BEGIN Information shown
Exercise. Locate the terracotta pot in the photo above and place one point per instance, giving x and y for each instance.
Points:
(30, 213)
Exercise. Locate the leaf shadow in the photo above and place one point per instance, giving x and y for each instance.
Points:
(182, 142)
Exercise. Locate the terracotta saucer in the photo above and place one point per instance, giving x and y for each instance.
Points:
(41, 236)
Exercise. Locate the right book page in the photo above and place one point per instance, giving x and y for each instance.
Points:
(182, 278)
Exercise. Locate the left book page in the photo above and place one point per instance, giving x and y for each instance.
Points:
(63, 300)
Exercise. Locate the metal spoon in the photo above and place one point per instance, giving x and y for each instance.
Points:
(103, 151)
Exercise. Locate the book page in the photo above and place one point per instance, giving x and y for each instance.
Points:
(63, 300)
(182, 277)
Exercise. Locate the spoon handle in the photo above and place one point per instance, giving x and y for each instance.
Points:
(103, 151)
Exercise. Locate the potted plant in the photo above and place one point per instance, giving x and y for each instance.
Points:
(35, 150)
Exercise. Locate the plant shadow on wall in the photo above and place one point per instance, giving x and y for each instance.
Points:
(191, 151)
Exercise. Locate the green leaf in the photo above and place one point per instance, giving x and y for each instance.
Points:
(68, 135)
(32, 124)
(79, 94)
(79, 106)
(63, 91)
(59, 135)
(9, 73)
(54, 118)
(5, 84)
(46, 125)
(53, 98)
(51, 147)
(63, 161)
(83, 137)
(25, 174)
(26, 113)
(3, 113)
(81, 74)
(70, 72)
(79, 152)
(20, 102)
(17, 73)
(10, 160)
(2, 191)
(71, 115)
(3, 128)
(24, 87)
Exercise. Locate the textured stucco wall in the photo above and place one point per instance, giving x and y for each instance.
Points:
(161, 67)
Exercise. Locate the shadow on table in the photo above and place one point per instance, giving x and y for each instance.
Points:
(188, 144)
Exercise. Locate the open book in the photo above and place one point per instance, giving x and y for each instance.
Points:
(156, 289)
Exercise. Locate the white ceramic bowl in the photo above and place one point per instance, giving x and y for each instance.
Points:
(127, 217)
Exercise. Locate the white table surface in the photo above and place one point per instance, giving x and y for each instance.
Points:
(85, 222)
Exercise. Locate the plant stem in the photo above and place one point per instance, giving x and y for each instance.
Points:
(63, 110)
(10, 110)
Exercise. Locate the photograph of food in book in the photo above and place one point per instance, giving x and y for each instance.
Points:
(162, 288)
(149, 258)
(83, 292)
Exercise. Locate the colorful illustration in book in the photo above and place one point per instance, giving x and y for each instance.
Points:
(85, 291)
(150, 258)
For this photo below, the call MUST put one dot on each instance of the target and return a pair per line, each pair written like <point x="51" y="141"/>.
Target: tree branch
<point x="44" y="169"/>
END Information shown
● **Task prompt**: The answer should consist of the lines from the first line of the entries through the line with "Exercise. Locate the green", copied exactly.

● **Response to this exercise**:
Exercise. Locate the terracotta pot in the photo above and place one point per instance, giving x and y for each instance.
Points:
(30, 213)
Exercise. Locate the leaf shadow in the photo above and place one point per instance, giving x and y for each instance.
Points:
(182, 142)
Exercise. Locate the terracotta saucer in the photo above and place one point per instance, giving x and y for each instance.
Points:
(41, 236)
Exercise. Locate the right book page in the photo above and place one point per instance, giving x and y for each instance.
Points:
(182, 278)
Exercise. Locate the left book page in the photo above and place one point per instance, giving x and y for each instance.
Points:
(63, 300)
Exercise. Locate the metal spoon in the photo above and place one point per instance, giving x and y for each instance.
Points:
(103, 151)
Exercise. Locate the book page in the photo above and place one point per instance, giving x and y for each instance.
Points:
(63, 300)
(182, 277)
Exercise. Locate the spoon handle in the photo above and place one point per instance, giving x and y for each instance.
Points:
(103, 151)
Exercise. Locate the potted plant in the photo above and place one point per instance, giving x and y for each instance.
Points:
(35, 150)
Exercise. Locate the plant shadow on wall in the photo above and place one point per instance, giving x and y for each instance.
Points:
(191, 151)
Exercise. Locate the green leaf in the photo above and place one point per instance, giving x and y for each instance.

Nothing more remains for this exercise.